== What needs to be done ==
Edit the piece on Stefan Molyneux by writing out the part starting with "Because if we" and going on through "in human history.", with "largest" changed to "biggest".

(Passage to read Opens)

Because if we don’t think intelligently about intelligence, we might end up, well, openly racist, exposed, and (rightly) banned from the largest media platform in human history.

Not having watched one of his videos for years, I was curious the other day and watched a segment of Stefan’s post-ban reflections, and it was strange. His responses were remarkably incoherent. and he was out of sorts. It felt like, with the game over, the cards face up for all to see, there frankly wasn’t much more to say. His supporters donated 100k in Bitcoin for the loss, so that support isn’t gone. But what’s gone is more important—first, a public project of rational racism, and second, the world that Stefan tried to create to begin with: a place where universal, objective, rationality exists and is properly promulgated through this particular YouTube channel. In other words, an inevitably fallible, historically-situated, culturally-influenced, human being attempting to step outside humanity and draw permanent, timeless, universal lines for everyone. This grand project has finally been tamed through “being situated” (to use post-modern jargon); the public has now learned that Stefan’s views are not at all universal, but extremely peculiar and subject to historical enculturation. They are a product of their time, place, location, culture, language, etc. (There aren’t many white supremacists arguing about IQ tests in China, India, or South America a thousand years ago.) Would anyone now really believe that Molyneux’s channel was anything more than another opinionated talking head? Or if it was more than that, that it is still worth watching given how much mass deception was occurring? (We must remember that the more and more success the channel received, the more and more open Stefan was about his racism, and the more and more people subscribed.)

It’s disappointing, not because the project was inevitably doomed to fail, but because it didn’t have to end up this way. Some public figures have enough interviews with others who are different, self-awareness and humility, and openness to at least be corrected enough to have the rough edges smoothed. Russell Brand is a very different person and is sort of doing something different, but…then again, not really. He’s a popular YouTube personality trying to make the world a better place and share wisdom. Will Brand get trapped into faux science in all his discussions of consciousness, just as Molyneux got trapped into faux science about race? Perhaps. But the spirit is noticeably different; the ethos is not one of reactionary politics (certainly not on race!); with so many guests and making no claim to being consistently “rational,” there is more freedom, life and sustainability…

Well anyway. I don’t suspect this makes Molyneux’s other anti-feminist, anti-progressive, racist or pseudo-racist friends and colleagues look any better. Think of Tom Woods, the anarcho-capitalist Catholic historian and host of The Tom Woods Show, who hosted Molyneux on a variety of topics multiple times (see episodes 926 and 1246). As one can see given the titles, Woods gave Molyneux a platform specifically to defend Molyneux’s general views and project and expand his audience into others who would be interested in hearing them.

It’s taken me a while to realize it, but libertarians and anarcho-capitalists are some of the most racist thinkers out there—again, also being known for being “rational,” “logically consistent,” and priding themselves on it. Hans Hermann Hoppe and Murray Rothbard come to mind (see also here and here). I’m not sad to distance myself a bit from that movement (as noted in the preface to CLR 3), especially now in 2020! It is troubling, nevertheless, seeing so many get entangled in ideologies that so easily support injustice, lack all sense of love or empathy, and shield themselves in echo chambers of self-validation. Far from living in world cleansed of prejudice, we apparently live in an age of “make America racist again.”

(Passage to read Closes)
(Exercise data Opens)

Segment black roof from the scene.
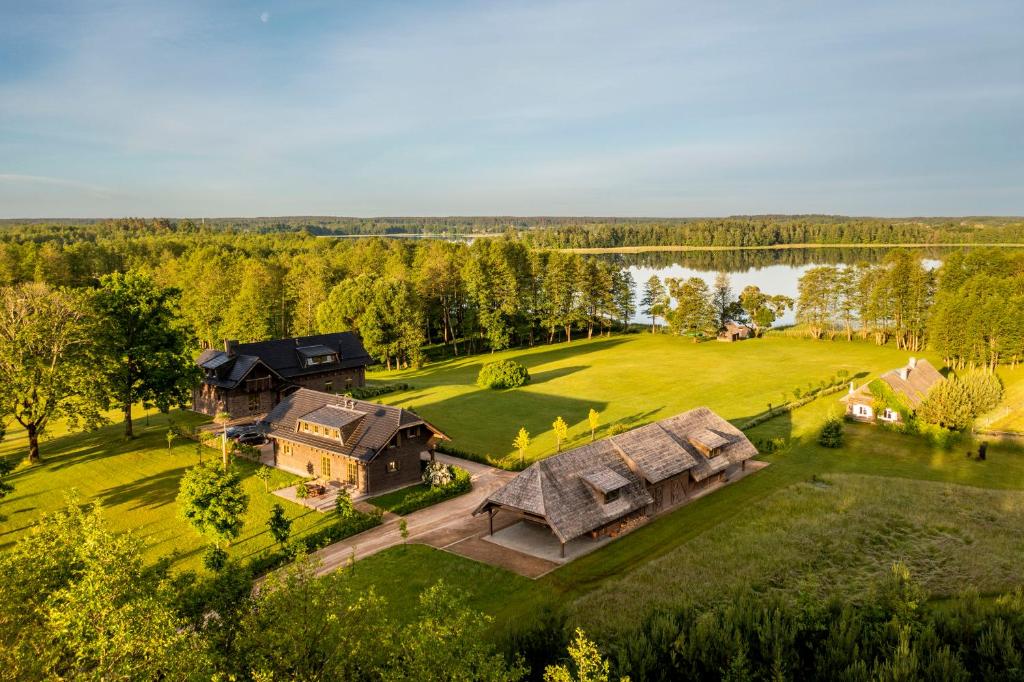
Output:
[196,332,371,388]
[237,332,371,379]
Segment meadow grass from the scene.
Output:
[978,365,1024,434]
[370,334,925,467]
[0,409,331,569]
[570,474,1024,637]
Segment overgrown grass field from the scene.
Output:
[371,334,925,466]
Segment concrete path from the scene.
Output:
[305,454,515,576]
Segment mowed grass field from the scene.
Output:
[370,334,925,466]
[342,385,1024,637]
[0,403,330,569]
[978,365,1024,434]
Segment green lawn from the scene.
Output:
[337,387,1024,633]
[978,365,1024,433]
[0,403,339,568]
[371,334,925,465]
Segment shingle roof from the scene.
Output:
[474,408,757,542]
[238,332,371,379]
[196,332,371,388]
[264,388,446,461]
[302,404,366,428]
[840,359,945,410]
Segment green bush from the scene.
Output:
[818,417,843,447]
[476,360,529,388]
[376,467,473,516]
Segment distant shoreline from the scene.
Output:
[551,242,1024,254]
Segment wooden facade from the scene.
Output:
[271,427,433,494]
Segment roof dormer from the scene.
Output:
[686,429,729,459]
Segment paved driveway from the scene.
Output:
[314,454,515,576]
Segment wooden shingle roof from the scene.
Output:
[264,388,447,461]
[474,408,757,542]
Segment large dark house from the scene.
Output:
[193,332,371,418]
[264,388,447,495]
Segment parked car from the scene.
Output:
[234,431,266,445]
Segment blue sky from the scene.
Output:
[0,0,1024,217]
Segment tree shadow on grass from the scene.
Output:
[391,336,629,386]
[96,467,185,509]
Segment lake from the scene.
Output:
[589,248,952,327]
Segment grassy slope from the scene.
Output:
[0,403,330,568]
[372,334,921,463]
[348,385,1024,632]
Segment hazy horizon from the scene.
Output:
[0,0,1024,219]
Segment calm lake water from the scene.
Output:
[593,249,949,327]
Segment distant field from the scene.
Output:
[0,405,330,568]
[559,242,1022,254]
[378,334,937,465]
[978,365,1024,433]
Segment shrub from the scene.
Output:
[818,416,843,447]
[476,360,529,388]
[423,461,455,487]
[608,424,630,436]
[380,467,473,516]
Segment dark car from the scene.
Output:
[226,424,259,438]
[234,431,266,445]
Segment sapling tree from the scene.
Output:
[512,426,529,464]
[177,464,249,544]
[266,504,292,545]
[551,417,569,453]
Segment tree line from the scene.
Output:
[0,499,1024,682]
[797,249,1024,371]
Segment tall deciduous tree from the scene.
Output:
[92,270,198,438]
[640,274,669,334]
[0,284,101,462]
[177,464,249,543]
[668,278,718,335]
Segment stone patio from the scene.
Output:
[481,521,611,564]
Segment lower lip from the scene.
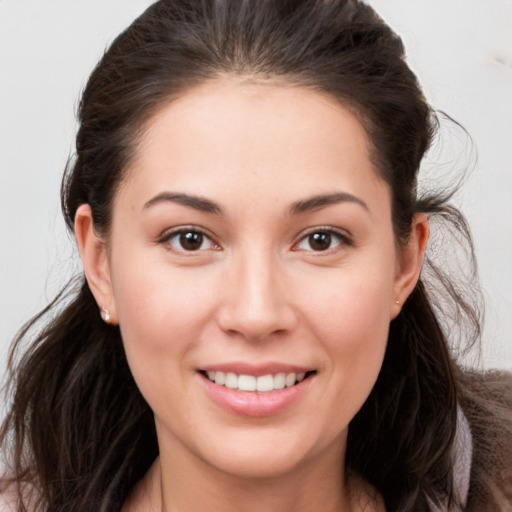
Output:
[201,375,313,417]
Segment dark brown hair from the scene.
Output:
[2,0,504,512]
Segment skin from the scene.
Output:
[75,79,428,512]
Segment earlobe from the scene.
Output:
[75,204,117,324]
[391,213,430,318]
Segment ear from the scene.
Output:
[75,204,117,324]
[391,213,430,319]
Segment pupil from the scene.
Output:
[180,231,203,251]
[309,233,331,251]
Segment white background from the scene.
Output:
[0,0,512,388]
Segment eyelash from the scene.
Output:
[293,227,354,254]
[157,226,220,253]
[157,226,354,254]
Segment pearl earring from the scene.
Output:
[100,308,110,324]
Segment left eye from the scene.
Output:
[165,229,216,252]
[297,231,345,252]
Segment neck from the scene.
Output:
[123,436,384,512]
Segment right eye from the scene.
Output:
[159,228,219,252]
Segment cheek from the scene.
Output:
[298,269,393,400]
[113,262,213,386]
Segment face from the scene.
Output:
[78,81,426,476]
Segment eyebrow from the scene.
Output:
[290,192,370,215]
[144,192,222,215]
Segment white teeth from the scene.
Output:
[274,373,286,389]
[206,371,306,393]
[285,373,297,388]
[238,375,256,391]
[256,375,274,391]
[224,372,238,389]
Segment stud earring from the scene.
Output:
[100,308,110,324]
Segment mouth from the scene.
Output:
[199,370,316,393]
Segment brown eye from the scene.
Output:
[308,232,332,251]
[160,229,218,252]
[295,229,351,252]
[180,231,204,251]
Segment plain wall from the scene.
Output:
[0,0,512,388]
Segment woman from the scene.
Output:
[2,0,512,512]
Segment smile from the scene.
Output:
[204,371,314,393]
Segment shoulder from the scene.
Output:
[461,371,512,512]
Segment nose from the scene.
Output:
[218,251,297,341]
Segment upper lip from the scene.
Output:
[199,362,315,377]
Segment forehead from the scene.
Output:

(Exercise data Closes)

== Result of this task ==
Because if we don’t think intelligently about intelligence, we might end up, well, openly racist, exposed, and (rightly) banned from the biggest media platform in human history.